[Extracted information]
---+---
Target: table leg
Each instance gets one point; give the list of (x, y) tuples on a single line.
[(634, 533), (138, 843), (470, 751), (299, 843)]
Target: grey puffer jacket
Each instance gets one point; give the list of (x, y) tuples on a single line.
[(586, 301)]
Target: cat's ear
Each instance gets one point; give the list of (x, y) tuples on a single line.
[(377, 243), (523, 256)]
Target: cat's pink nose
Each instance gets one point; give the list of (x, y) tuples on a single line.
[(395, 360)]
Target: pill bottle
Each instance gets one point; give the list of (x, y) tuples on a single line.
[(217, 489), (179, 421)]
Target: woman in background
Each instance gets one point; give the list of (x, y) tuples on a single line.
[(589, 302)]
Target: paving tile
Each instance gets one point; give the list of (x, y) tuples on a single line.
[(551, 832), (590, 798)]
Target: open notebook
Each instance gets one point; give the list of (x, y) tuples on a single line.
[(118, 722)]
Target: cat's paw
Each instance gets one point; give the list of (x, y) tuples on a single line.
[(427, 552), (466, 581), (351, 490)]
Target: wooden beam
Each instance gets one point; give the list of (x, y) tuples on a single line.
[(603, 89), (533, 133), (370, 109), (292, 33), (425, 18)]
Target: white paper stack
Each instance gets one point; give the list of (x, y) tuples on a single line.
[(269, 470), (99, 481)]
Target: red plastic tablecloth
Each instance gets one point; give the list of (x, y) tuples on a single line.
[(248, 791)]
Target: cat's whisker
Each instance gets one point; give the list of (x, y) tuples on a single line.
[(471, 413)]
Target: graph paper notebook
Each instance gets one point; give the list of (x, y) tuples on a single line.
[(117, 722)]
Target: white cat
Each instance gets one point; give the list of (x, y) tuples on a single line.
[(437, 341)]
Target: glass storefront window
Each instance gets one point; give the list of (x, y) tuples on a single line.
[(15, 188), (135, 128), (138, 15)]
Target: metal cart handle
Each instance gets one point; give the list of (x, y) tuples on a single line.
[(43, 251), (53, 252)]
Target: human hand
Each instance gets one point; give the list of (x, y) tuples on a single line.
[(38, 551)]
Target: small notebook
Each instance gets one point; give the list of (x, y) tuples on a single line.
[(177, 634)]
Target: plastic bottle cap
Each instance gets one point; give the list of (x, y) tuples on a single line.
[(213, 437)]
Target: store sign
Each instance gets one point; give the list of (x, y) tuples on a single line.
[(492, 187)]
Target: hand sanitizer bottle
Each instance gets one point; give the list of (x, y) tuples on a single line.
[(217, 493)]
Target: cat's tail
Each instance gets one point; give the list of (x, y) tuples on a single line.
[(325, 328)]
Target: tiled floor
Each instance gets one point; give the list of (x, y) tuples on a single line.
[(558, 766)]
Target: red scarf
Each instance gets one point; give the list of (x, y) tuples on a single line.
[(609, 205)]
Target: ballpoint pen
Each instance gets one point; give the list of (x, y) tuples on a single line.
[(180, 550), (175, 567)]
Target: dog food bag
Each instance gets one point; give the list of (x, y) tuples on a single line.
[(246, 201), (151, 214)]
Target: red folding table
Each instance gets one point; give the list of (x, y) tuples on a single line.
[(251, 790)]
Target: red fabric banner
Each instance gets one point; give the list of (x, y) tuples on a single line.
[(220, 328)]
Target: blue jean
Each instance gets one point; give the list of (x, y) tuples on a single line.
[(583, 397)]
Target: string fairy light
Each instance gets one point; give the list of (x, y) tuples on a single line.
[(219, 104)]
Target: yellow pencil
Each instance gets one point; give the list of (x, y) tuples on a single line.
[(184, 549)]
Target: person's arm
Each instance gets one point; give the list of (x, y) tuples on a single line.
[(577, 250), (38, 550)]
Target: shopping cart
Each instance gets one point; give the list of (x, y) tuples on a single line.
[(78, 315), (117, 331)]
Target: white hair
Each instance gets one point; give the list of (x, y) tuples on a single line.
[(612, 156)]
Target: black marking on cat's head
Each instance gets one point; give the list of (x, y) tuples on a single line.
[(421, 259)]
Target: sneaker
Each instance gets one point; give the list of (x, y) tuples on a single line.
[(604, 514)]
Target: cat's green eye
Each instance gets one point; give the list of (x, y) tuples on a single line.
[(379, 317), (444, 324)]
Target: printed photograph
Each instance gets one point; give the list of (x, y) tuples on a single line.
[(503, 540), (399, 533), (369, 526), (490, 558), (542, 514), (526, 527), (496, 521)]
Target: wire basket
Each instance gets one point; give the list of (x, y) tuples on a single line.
---+---
[Problem requirements] Write the listing out again, exactly as shown above.

[Solution]
Target: table leg
Each instance gets one point; give the list of (x, y) tuples on a single line.
[(634, 533), (138, 843), (470, 751), (299, 843)]
Target: grey puffer jacket
Each instance gets one point; give the list of (x, y) tuples on a single line.
[(586, 301)]
Target: cat's ear
Each instance gets one point; give the list of (x, y) tuples on a single line.
[(377, 243), (523, 256)]
Target: cat's pink nose
Each instance gets one point; give the list of (x, y) tuples on a single line.
[(395, 360)]
Target: pill bottle
Each instance gets one point; give the list of (x, y) tuples on a single line.
[(217, 489), (179, 421)]
Target: woman in background
Each instance gets one point; give the list of (x, y) tuples on a single line.
[(589, 302)]
Target: paving tile
Each instance gets one point; give the list of (x, y) tuples on a single line.
[(551, 832), (590, 798)]
Target: open notebook
Each instance gets one point; give the list of (x, y) tuples on a single line.
[(118, 722)]
Target: cat's paw
Each instance gets one point; give the list of (x, y) tuples on a single line.
[(427, 552), (466, 581), (351, 490)]
Target: wooden beam
Each instance gets one point; give the list of (x, y) tuples on a single line.
[(603, 89), (533, 133), (370, 109), (292, 33), (425, 18)]
Target: white paper stack
Each instance gets one point; give the list of (x, y) tuples on a single line.
[(269, 470), (99, 481)]
Target: red plastic tablecloth
Each instance gets one point; give the list of (x, y) tuples on a single line.
[(248, 791)]
Target: cat's whisker
Each instance gets one point; give the list of (x, y) tuples on a single line.
[(471, 413)]
Target: graph paper notebook
Each instance gets one point; give the list of (x, y) tuples on a single line.
[(117, 722)]
Target: white cat
Each instance gets one point; give the list of (x, y) tuples on a single line.
[(437, 341)]
Target: glass storefront window
Each instance gets one point; give the list of (x, y) tuples on a single line.
[(15, 188), (135, 128), (138, 15)]
Target: metal cart handle
Each instance gets one point; give the list of (x, y) tuples on a single line.
[(43, 251), (53, 252)]
Target: human hand
Each instance gets one point; give the list of (x, y) tuples on a single line.
[(38, 551)]
Target: small notebook
Each instance gets one point; give the list of (x, y) tuples on a single line.
[(177, 634)]
Target: plastic bottle cap
Each instance gets one point; give the list of (x, y) tuples on a single line.
[(213, 437)]
Target: store sign
Each instance gets one point; give the list of (x, y) tuples on a single line.
[(492, 187)]
Target: hand sanitizer bottle
Each instance gets one point; give the list of (x, y) tuples on a single line.
[(217, 493)]
Target: cat's tail
Each instance gets one point; give the list of (x, y) tuples on a single line.
[(325, 328)]
Target: tiled floor
Each instance gets one point; give the list of (x, y) tuples on a single line.
[(558, 766)]
Target: red scarf
Each instance gets one point; give the list of (x, y) tuples on a single line.
[(609, 205)]
Target: ballpoint pen
Each instance gets one point; give the list of (x, y) tuples on a single line.
[(180, 550), (175, 567)]
Target: dog food bag
Each instance gets one point; give the list of (x, y) tuples on a single line.
[(246, 201), (151, 214)]
Target: red folding table
Each instance gets one point; give the list of (x, y) tuples on a single line.
[(251, 790)]
Target: red fabric banner
Each instance gets one point; give the list of (x, y) tuples on a single line.
[(220, 328)]
Target: blue jean
Each instance gets one point; give the list of (x, y) tuples on a single line.
[(583, 397)]
Target: string fairy light
Each instance gets one point; give the list of (x, y) tuples on a single line.
[(219, 104)]
Target: yellow pencil
Each instance gets one point; give the list of (x, y) tuples on a single line.
[(184, 549)]
Target: person's arm
Each instance gets one point; give the list of (x, y) tuples on a single line.
[(577, 250), (38, 550)]
Target: shopping cart
Each instance gets one point; give the list of (x, y) tuples on a single line.
[(78, 315), (117, 331)]
Target: white hair
Each instance gets one point; give the list of (x, y) tuples on a single line.
[(612, 156)]
Target: black marking on cat's head
Each instance gets one point; give the list of (x, y) tuples on a single line.
[(421, 259)]
Target: sneaker
Each instance gets one point; give the list of (x, y) tuples on a single line.
[(604, 514)]
Target: cat's green eye
Each instance gets one point; give the list of (x, y) tuples on a single line.
[(379, 317), (444, 324)]
Target: printed photograph
Each instance gets one point; give the list of (x, y) tuples on a single line.
[(503, 540), (399, 533), (369, 526), (490, 558), (542, 514), (526, 527), (496, 521)]
Target: wire basket
Each instance gets one point; give the list of (x, y) tuples on a single line.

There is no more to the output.